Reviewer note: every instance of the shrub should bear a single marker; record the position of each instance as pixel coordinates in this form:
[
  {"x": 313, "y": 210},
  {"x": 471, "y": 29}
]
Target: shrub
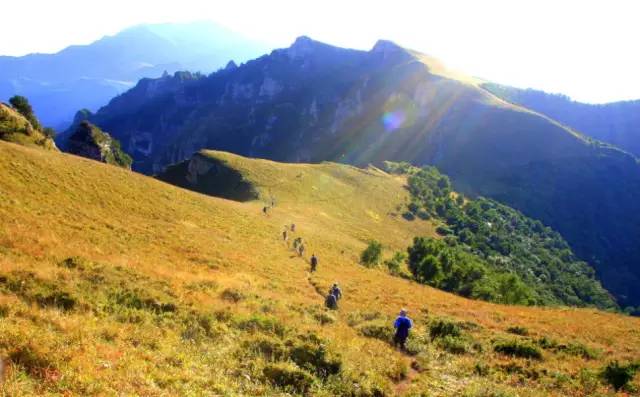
[
  {"x": 408, "y": 216},
  {"x": 481, "y": 369},
  {"x": 289, "y": 377},
  {"x": 357, "y": 317},
  {"x": 518, "y": 349},
  {"x": 75, "y": 262},
  {"x": 232, "y": 295},
  {"x": 324, "y": 318},
  {"x": 394, "y": 264},
  {"x": 444, "y": 230},
  {"x": 371, "y": 255},
  {"x": 33, "y": 361},
  {"x": 315, "y": 358},
  {"x": 60, "y": 299},
  {"x": 199, "y": 326},
  {"x": 618, "y": 375},
  {"x": 376, "y": 330},
  {"x": 415, "y": 345},
  {"x": 271, "y": 349},
  {"x": 262, "y": 323},
  {"x": 522, "y": 331},
  {"x": 442, "y": 328},
  {"x": 453, "y": 344}
]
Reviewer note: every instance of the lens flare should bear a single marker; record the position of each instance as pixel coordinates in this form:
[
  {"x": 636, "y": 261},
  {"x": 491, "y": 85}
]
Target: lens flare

Task requirements.
Go through the lines above and write each one out verbatim, skipping the pictures.

Task response.
Reviewer note: every instance of the shrub should bear a single marker; record the position of each instance as pixel coordinates in this form:
[
  {"x": 313, "y": 210},
  {"x": 471, "y": 29}
]
Target: shrub
[
  {"x": 408, "y": 216},
  {"x": 481, "y": 369},
  {"x": 289, "y": 377},
  {"x": 357, "y": 317},
  {"x": 518, "y": 349},
  {"x": 75, "y": 262},
  {"x": 232, "y": 295},
  {"x": 324, "y": 318},
  {"x": 394, "y": 264},
  {"x": 444, "y": 230},
  {"x": 371, "y": 255},
  {"x": 33, "y": 361},
  {"x": 315, "y": 358},
  {"x": 60, "y": 299},
  {"x": 199, "y": 326},
  {"x": 618, "y": 375},
  {"x": 376, "y": 330},
  {"x": 415, "y": 345},
  {"x": 271, "y": 349},
  {"x": 262, "y": 323},
  {"x": 522, "y": 331},
  {"x": 442, "y": 328},
  {"x": 453, "y": 344}
]
Reviewer note: every instance of the lens flare should bear a single marker; record the position of each instance as pixel coordinates in this form:
[
  {"x": 636, "y": 261},
  {"x": 491, "y": 85}
]
Target: lens flare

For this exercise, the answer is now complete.